>> start RECORDS PROVIDED
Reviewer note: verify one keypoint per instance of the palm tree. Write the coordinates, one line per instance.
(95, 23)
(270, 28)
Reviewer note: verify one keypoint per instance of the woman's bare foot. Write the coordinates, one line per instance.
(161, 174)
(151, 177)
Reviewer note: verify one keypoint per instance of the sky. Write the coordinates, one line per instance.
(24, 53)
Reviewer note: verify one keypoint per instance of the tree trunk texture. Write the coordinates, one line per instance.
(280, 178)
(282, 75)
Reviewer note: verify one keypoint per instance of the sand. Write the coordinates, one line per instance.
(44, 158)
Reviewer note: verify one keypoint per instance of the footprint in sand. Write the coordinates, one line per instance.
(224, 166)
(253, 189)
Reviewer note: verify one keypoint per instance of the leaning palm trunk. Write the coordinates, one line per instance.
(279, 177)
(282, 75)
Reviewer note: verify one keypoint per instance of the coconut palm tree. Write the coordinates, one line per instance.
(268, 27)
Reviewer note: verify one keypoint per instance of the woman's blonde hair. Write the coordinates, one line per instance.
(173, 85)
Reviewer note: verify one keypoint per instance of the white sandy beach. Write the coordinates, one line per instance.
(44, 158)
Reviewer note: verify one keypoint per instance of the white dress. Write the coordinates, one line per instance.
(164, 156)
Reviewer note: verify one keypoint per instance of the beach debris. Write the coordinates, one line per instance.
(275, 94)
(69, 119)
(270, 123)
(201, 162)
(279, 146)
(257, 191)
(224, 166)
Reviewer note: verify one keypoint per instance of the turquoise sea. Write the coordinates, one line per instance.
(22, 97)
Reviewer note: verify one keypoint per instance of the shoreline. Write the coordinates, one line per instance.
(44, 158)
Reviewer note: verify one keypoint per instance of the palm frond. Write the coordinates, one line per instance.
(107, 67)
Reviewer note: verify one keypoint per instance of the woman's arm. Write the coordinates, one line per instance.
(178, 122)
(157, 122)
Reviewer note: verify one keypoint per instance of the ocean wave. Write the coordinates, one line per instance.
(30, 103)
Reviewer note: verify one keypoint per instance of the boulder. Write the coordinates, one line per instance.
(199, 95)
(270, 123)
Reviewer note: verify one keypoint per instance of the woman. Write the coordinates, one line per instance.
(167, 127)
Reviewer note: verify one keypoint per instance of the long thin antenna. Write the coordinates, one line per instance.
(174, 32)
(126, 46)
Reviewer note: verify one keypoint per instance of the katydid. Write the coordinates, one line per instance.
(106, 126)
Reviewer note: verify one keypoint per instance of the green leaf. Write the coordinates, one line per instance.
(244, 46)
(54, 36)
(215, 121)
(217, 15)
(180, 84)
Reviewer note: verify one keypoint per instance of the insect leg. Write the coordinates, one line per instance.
>> end RECORDS PROVIDED
> **WHAT TO DO**
Copy the listing above line for line, with no changes.

> **SOLUTION BELOW**
Reviewer note: verify one keypoint per instance of the palm tree. Write the coordinates, one line per instance.
(95, 23)
(270, 28)
Reviewer note: verify one keypoint per instance of the woman's bare foot. Write the coordinates, one line per instance.
(161, 174)
(151, 177)
Reviewer note: verify one keypoint per instance of the sky. Write the coordinates, one line per instance.
(24, 53)
Reviewer note: verify one keypoint per instance of the tree trunk texture. Write the coordinates, one line per instance.
(280, 178)
(282, 75)
Reviewer note: verify one keypoint per instance of the sand. Write the coordinates, one line per instance.
(44, 158)
Reviewer note: verify one keypoint per instance of the footprint in sand. Write the coordinates, one line per instance.
(224, 166)
(253, 189)
Reviewer note: verify one keypoint per instance of the leaning palm trunk. Write the coordinates, one line per instance.
(279, 177)
(282, 75)
Reviewer note: verify one keypoint per instance of the coconut palm tree. Write the coordinates, one line per instance.
(268, 27)
Reviewer note: verify one keypoint per instance of the woman's blonde hair. Write the coordinates, one line per instance.
(173, 85)
Reviewer note: verify one keypoint per instance of the white sandy beach. Write the coordinates, one line per instance.
(44, 158)
Reviewer note: verify one keypoint per instance of the white dress. Write the coordinates, one line per instance.
(164, 156)
Reviewer note: verify one keypoint per instance of the beach debris. Write the coordinates, one line per instance.
(275, 94)
(69, 119)
(270, 123)
(201, 162)
(279, 146)
(257, 191)
(224, 166)
Reviewer note: verify one keypoint per instance of the turquoise sea. Write the coordinates, one line per instance.
(22, 97)
Reviewer note: verify one keypoint per instance of the shoreline. Write the coordinates, one line per instance.
(44, 158)
Reviewer note: verify one keypoint per instance of the palm frond. Write the coordinates, one line per instance.
(107, 67)
Reviewer note: verify one keypoint per instance of the woman's arm. Write the coordinates, one line per instance.
(178, 122)
(157, 122)
Reviewer note: verify one keypoint per instance of the ocean wave. Write the coordinates, one line per instance.
(30, 103)
Reviewer note: verify one keypoint per instance of the boulder. Write the coordinates, one line per instance.
(199, 95)
(270, 123)
Reviewer note: verify one keypoint per instance of the woman. Write the coordinates, one line per instance.
(167, 127)
Reviewer note: verify one keypoint per instance of the long thin antenna. Write the coordinates, one line per instance.
(174, 32)
(126, 46)
Reviewer note: verify one keypoint per instance of the katydid. Write the coordinates, one line per instance.
(106, 126)
Reviewer note: verify one keypoint per instance of the green leaf. Write the coordinates, one line per instance.
(244, 46)
(54, 36)
(215, 121)
(217, 15)
(180, 84)
Reviewer note: verify one keypoint per instance of the insect leg. Write the coordinates, one line per instance.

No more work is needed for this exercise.